*Задания*
1. Изложите в виде краткого списка абзац рассказа о возвращении в деревню, который начинается словами «Взрослые говорили, что будет трудно с продуктами», сохранив его основные факты.
2. Где, согласно рассказу о возвращении в деревню, провели первую зиму те, кто вернулся раньше других?
3. Продолжите рассказ о возвращении в деревню, начиная сразу после его последнего предложения.

*Фрагмент текста*
Не было дома. Не было мужчин. Впереди зима. Продуктов в запасе нет. Все это промелькнуло в голове матери. Немного придя в себя, продолжили путь. По деревне не шли, а прошли большаком и вышли прямо на свою усадьбу. Пришли и сели на родные камешки, и снова слезы радости. Появились соседи. Стали обниматься и думать о проблемах. Рассказали, что первую зиму, кто прибыл первым, жили в одном немецком блиндаже. Затем первые прибывшие строились и в блиндаж заселялись новые жильцы. Мы прибыли последними, но блиндаж ещё был занят.
Что я обнаружил, когда пришли мои сверстники? То, что за два года я практически не подрос и отстал от своих сверстников почти на целую голову. Это был итог моего путешествия в Германию.
Взрослые говорили, что будет трудно с продуктами, так как урожай плохой. В колхозе не осталось никакой тягловой силы, кроме женщин. К осени приобрели шесть коров и три лошади, но еще не заготовили для них достаточно корма. До войны у нас в колхозе было около 60 лошадей, более сотни коров, свиноферма, овцеферма, птицеферма, пасека, сад. Не считая, что еще во дворе в каждой семье были корова и подтелок, пара свиней, пяток овец, несчитано кур. Картошку, зерно просто высыпали у дома — и забирай, что тебе причитается.
Теперь все нужно было начинать не просто сначала, а из немыслимого ничего, из преисподней. Это был для нас страшный итог войны. Но жизнь брала свое. Люди собирались, постепенно обустраивались, обживались, помогая друг другу, как это всегда было на Руси. Перезимовали и мы у дяди в соседней деревне. За зиму из лесу на себе вывезли для сруба лес. Весной поставили сруб, и жизнь начала возвращаться. На крапиве, лебеде и картошке я догнал сверстников в росте, пошел в школу. И жизнь вновь закружилась.

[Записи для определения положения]
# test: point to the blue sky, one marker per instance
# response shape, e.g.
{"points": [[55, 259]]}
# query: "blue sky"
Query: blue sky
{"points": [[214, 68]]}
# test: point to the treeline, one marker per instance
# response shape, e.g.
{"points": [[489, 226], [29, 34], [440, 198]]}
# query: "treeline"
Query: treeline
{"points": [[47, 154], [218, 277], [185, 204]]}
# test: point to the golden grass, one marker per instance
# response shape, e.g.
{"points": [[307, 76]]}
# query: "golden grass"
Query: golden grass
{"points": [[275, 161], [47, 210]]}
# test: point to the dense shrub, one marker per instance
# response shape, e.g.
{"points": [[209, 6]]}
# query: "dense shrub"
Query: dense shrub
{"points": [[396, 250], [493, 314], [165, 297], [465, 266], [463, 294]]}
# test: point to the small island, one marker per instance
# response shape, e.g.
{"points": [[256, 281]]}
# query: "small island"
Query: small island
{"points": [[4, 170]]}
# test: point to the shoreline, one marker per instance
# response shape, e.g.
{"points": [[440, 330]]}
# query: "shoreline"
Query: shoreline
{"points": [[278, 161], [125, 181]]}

*Ответы*
1.
- Взрослые ожидали трудностей с продуктами из-за плохого урожая.
- В колхозе из тягловой силы остались только женщины.
- К осени приобрели шесть коров и три лошади, но корма для них заготовили недостаточно.
- До войны в колхозе было около 60 лошадей, более сотни коров, свиноферма, овцеферма, птицеферма, пасека и сад.
- Каждая семья держала во дворе корову, подтелка, пару свиней, пяток овец и множество кур.
- Картошку и зерно высыпали у дома, и каждый забирал причитающуюся ему долю.

2. В одном немецком блиндаже.

3.
Но не было уже той силы в нашем колхозе. Почти каждый дом потерял мужчину. Молодые девчата уехали в город на заводы и стройки. Подрастающие ребята шли в школы ФЗО, училища, институты. Страна поднималась и строилась. Начала поступать в село техника, и жизнь на селе вновь начала оживать. Мы, бывшие узники фашистских лагерей, окрепли и стали тоже активными участниками восстановления страны.
Не заметили, как подкралась и старость. У нас выросли дети и внуки, и стали мы готовиться к спокойной и радостной старости. Ан нет. Вновь по нам нанесен удар. Нас вновь лишили покоя. Если в ту войну у нас отобрали счастливое детство, то в эту — спокойную старость.
Мой дед родился еще крепостным. Мать в детстве топила печь без трубы. О школе и не шло речи. Только при Советской власти мы стали людьми и смогли жить по-человечески.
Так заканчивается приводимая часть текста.